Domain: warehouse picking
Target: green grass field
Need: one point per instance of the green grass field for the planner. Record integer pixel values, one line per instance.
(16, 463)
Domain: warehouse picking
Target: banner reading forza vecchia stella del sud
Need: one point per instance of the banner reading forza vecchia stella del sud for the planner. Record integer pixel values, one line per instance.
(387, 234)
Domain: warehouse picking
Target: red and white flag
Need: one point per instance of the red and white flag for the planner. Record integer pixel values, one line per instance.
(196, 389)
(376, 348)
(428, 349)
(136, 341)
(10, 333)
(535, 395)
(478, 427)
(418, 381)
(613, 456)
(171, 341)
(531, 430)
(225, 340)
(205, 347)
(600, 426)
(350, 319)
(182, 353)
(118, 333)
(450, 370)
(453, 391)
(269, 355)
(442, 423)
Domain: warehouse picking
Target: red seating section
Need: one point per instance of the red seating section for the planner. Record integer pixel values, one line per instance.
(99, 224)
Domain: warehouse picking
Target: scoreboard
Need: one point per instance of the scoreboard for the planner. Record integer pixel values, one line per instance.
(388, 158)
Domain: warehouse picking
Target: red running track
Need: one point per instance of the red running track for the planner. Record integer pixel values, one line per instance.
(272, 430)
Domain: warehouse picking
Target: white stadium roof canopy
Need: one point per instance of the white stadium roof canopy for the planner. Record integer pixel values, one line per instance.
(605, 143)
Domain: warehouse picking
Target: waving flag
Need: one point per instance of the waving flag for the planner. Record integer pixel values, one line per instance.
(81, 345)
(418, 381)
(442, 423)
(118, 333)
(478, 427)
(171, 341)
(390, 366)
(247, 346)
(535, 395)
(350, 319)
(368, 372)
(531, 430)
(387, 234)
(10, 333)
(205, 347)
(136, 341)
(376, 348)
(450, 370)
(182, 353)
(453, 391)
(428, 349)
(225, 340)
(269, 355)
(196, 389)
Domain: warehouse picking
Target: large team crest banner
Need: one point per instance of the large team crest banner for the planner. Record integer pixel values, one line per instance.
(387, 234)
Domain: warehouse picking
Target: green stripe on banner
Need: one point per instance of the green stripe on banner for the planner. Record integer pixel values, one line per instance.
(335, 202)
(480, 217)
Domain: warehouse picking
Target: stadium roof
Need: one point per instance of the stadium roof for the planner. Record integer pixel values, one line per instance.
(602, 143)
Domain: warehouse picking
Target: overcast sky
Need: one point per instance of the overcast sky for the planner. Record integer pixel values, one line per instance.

* * * * *

List every line in the items above that contains the string "flag". Case counts.

Target: red and white flag
Need: one point per instance of the red and white flag for the planner. Record integer pixel values, one line per instance.
Target: waving flag
Need: one point per instance of the waving flag for the planner. Record integer pixel values, one line per instance.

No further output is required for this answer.